YOUR TASK => Extract, verbatim, all lines starting at the one containing "leaf, one point per instance" and ending with the final line of the listing, and no others.

SUPPLIED RECORDS =>
--- start ---

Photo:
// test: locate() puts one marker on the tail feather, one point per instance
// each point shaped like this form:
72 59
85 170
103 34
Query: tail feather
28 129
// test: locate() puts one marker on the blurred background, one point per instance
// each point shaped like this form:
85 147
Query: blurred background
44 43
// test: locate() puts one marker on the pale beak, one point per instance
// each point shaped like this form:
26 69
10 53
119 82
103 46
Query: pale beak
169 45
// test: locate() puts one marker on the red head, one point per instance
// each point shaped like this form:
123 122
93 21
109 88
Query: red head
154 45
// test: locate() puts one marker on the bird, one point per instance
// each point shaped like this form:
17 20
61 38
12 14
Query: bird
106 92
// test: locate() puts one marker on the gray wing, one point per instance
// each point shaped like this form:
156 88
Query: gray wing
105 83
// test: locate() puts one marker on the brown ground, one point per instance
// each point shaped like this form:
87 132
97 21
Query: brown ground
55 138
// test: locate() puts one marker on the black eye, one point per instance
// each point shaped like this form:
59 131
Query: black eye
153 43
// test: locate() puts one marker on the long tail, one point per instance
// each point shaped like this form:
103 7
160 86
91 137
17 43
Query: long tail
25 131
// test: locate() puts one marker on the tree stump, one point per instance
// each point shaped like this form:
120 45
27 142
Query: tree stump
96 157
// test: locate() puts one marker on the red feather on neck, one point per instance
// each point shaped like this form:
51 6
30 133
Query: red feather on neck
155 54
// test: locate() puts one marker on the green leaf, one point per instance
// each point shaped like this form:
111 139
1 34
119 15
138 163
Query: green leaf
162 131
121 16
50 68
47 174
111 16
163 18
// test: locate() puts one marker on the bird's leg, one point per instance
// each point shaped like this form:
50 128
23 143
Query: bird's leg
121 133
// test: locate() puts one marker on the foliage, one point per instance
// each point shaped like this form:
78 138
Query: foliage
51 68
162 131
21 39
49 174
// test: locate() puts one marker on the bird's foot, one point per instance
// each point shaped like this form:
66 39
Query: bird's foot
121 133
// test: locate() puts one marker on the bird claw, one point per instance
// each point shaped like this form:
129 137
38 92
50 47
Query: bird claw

--- end ---

FINISHED ANSWER =>
// test: locate() puts one marker on the green leaf, one point per instance
// each point shaped like this form:
111 139
1 34
119 15
138 163
Query: green leaf
162 131
121 16
50 68
47 174
111 16
163 18
// test: locate() puts one marker on the bird's leg, one point per instance
// each point shaped like this form:
50 128
23 143
Query: bird's leg
121 133
// test: locate() puts one marker on the foliage, one point per instance
// each point shaped like this form:
78 138
Query: foliage
51 68
162 131
21 39
49 174
// test: locate() puts one marker on the bird's foot, one point per instance
// each point shaped like this form:
66 39
Query: bird's foot
121 133
// test: locate() puts one marker on the bird claw, one point per instance
// each point shaped like this form:
129 137
38 92
50 47
Query: bird claw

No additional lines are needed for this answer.